■ Given request:
Select every line in the rows below that contains the word "cooling" and copy each one out in full.

Data entries
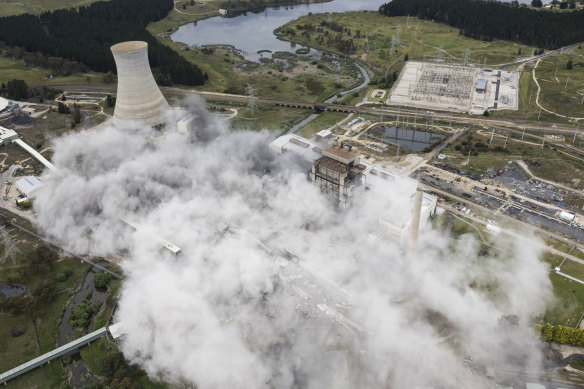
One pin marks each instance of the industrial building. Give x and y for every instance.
(337, 173)
(138, 98)
(481, 86)
(456, 86)
(329, 166)
(28, 185)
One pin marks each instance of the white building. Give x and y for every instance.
(28, 185)
(7, 136)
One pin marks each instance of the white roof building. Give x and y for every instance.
(378, 180)
(3, 104)
(28, 185)
(7, 136)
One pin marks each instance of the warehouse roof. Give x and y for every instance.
(29, 184)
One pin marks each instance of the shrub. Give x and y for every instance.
(81, 317)
(101, 280)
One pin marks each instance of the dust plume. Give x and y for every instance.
(275, 287)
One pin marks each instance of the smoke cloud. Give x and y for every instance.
(275, 287)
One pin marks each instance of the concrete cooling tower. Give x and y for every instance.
(138, 98)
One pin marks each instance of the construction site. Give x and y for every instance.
(454, 85)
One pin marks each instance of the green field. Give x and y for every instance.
(553, 165)
(562, 91)
(417, 38)
(17, 350)
(322, 122)
(11, 68)
(8, 7)
(276, 119)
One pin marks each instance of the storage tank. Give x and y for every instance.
(138, 99)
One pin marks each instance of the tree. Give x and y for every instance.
(110, 101)
(62, 108)
(101, 280)
(43, 256)
(548, 332)
(81, 317)
(16, 90)
(108, 78)
(76, 114)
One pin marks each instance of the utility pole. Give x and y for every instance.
(251, 100)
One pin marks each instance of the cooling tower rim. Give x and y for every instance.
(128, 47)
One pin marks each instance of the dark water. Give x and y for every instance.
(253, 32)
(410, 139)
(11, 290)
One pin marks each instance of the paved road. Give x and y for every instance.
(493, 214)
(536, 57)
(533, 126)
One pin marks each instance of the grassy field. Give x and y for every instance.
(569, 302)
(268, 118)
(11, 68)
(8, 7)
(417, 38)
(553, 165)
(17, 350)
(322, 122)
(562, 91)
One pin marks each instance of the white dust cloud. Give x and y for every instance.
(275, 287)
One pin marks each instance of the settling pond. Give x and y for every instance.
(414, 140)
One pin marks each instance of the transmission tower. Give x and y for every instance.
(398, 31)
(251, 100)
(10, 248)
(440, 55)
(466, 59)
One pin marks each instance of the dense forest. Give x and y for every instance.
(489, 20)
(236, 7)
(85, 36)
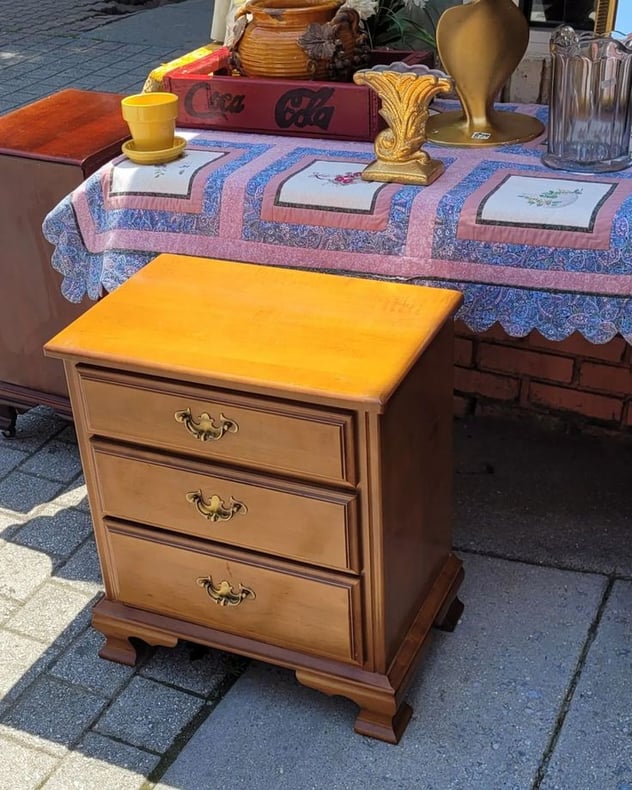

■ Response to this exercise:
One pin marks each instance of the concrete cooling tower. Give x and y for every instance.
One pin marks each instance of the cooling tower rim. Give x and y for every instance.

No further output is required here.